**Entries supplied:**
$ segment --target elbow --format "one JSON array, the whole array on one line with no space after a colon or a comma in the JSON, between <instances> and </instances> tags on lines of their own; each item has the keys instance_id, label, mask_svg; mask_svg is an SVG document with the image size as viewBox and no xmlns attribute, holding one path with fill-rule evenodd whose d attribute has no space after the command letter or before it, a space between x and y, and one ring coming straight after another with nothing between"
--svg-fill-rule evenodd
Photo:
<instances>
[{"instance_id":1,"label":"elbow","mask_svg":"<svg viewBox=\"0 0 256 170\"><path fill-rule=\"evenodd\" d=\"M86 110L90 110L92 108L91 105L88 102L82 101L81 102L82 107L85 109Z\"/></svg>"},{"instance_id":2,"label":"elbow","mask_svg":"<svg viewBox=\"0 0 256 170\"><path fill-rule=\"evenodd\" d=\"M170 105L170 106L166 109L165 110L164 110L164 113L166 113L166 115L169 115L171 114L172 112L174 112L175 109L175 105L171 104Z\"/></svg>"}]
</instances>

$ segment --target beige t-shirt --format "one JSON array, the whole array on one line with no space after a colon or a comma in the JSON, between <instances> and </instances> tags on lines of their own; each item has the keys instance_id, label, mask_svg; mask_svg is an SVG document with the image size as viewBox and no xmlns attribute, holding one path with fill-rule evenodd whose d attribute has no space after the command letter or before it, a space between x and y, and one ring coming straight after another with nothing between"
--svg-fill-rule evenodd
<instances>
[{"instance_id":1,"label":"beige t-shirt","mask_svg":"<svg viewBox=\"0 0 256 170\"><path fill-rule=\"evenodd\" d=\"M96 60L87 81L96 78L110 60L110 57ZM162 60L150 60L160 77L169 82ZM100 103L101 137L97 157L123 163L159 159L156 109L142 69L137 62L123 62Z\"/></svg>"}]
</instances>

**Short problem:** Change "segment" to "outline" everywhere it occurs in the records, and reproduce all the records with everything else unchanged.

**Result:**
$ outline --target elbow --format "one JSON array, the whole array on one line with no space after a colon or a comma in the JSON, between <instances> and </instances> tags on lines of their own; each item has the keys instance_id, label, mask_svg; mask_svg is an SVG document with the image size as viewBox and no xmlns attribute, holding one path with fill-rule evenodd whose d attribute has no space after the command letter or before it, a space between x and y, and one ring coming straight after another with nothing between"
--svg-fill-rule evenodd
Photo:
<instances>
[{"instance_id":1,"label":"elbow","mask_svg":"<svg viewBox=\"0 0 256 170\"><path fill-rule=\"evenodd\" d=\"M86 110L90 110L92 108L91 105L88 102L82 101L81 102L82 107L85 109Z\"/></svg>"},{"instance_id":2,"label":"elbow","mask_svg":"<svg viewBox=\"0 0 256 170\"><path fill-rule=\"evenodd\" d=\"M170 105L170 106L166 109L165 110L164 110L164 113L166 113L166 115L169 115L171 114L172 112L174 112L175 109L175 105L171 104Z\"/></svg>"}]
</instances>

$ outline --target beige t-shirt --format "one JSON array, the whole array on one line with no space after a colon or a comma in the JSON, between <instances> and </instances> tags on lines of their own; each item has the keys instance_id, label, mask_svg; mask_svg is an SVG document with the image size as viewBox and no xmlns attribute, holding one path with fill-rule evenodd whose d attribute has no space after the command letter or before it, a space between x and y, and one ring coming straight after another with nothing between"
--svg-fill-rule evenodd
<instances>
[{"instance_id":1,"label":"beige t-shirt","mask_svg":"<svg viewBox=\"0 0 256 170\"><path fill-rule=\"evenodd\" d=\"M96 60L87 81L96 78L110 60L110 57ZM162 60L150 60L160 77L169 82ZM100 103L101 137L97 157L123 163L159 159L156 109L142 69L137 62L123 62Z\"/></svg>"}]
</instances>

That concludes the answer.